Do this: Copy out every line of the material below that contains the string "statue".

◇ ◇ ◇ ◇ ◇

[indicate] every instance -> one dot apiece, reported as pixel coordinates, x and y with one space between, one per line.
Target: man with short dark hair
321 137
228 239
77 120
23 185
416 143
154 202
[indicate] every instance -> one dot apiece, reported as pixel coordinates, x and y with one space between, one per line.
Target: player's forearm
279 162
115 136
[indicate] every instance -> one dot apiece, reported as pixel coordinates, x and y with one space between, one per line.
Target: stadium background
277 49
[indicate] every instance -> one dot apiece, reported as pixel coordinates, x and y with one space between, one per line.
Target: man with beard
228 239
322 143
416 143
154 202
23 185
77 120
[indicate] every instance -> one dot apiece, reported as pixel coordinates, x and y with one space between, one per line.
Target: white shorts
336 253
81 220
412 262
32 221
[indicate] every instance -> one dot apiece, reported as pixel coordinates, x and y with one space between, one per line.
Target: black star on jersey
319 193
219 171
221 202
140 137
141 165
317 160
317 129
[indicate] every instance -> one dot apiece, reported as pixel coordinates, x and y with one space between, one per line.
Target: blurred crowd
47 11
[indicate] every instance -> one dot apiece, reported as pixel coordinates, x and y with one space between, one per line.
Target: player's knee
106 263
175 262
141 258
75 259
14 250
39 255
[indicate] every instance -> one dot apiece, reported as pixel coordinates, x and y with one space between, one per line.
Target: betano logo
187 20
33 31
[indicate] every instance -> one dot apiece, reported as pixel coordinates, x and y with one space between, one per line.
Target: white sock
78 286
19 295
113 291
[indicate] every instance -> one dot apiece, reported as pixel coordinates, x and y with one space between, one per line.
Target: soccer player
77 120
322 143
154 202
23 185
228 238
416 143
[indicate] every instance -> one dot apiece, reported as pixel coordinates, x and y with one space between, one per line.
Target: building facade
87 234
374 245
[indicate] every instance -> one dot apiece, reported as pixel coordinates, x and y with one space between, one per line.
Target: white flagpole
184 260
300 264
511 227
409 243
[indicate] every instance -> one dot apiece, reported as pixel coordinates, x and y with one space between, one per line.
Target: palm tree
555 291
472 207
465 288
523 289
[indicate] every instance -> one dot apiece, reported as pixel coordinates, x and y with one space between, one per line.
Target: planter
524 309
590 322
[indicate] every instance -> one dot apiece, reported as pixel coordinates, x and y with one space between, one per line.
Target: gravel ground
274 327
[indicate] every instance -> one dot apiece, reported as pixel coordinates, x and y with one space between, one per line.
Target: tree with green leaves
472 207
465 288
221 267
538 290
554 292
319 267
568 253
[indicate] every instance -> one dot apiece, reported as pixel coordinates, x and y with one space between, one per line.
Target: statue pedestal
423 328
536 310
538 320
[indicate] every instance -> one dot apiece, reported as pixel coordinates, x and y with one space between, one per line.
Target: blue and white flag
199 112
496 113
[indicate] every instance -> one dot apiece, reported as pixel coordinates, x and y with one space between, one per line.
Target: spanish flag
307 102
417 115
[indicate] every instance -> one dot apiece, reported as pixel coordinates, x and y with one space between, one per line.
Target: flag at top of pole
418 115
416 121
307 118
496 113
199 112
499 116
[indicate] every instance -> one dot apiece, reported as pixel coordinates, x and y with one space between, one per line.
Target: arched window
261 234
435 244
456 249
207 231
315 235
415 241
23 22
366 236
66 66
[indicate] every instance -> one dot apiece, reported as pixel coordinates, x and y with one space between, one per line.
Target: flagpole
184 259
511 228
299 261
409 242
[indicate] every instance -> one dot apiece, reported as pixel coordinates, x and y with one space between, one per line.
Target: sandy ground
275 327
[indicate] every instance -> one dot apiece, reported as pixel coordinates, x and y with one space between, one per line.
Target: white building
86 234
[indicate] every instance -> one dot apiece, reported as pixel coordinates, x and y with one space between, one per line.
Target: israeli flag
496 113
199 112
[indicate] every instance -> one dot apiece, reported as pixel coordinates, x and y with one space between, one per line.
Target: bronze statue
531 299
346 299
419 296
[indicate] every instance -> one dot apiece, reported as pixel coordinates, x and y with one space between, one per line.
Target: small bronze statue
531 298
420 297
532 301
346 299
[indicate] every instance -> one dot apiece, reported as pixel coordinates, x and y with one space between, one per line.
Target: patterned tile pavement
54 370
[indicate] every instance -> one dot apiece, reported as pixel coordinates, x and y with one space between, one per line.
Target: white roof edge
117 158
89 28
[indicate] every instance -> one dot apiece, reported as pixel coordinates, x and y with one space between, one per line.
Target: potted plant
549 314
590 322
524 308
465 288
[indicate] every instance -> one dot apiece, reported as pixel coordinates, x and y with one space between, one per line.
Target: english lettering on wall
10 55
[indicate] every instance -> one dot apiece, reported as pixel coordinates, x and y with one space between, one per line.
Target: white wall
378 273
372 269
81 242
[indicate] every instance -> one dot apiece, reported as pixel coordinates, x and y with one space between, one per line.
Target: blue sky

◇ ◇ ◇ ◇ ◇

Output of the exercise:
Target: statue pedestal
Target: bronze statue
Target: small bronze statue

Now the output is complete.